### Set task
Reproduce every line of text in the records below verbatim, omitting the pictures.

### Source records
## begin

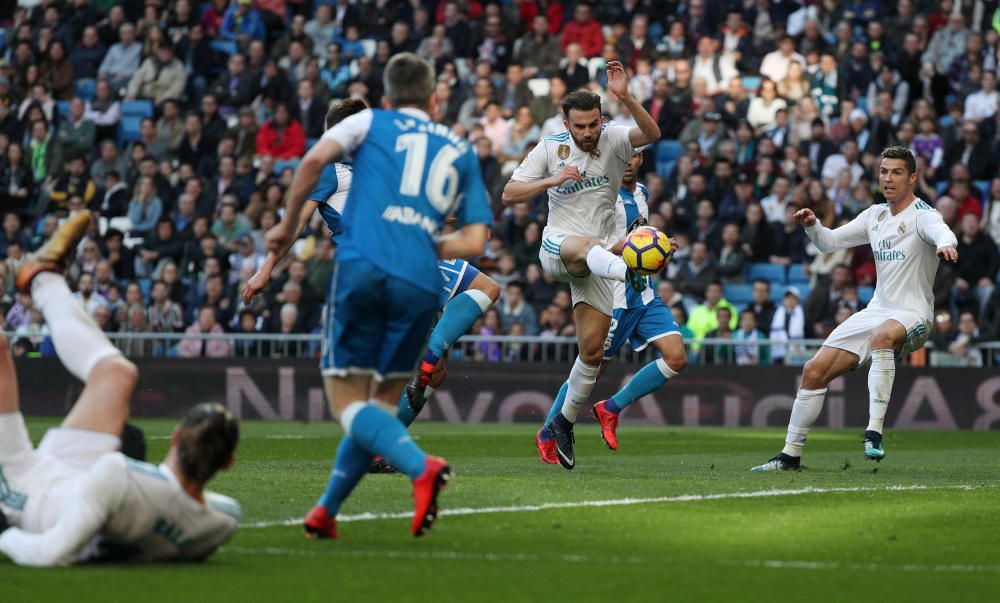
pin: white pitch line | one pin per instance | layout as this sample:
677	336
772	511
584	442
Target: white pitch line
609	503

## end

### Correct result
pin: white pitch line | one pin per instance | layout as this sample:
677	336
772	511
584	442
Target: white pitch line
609	503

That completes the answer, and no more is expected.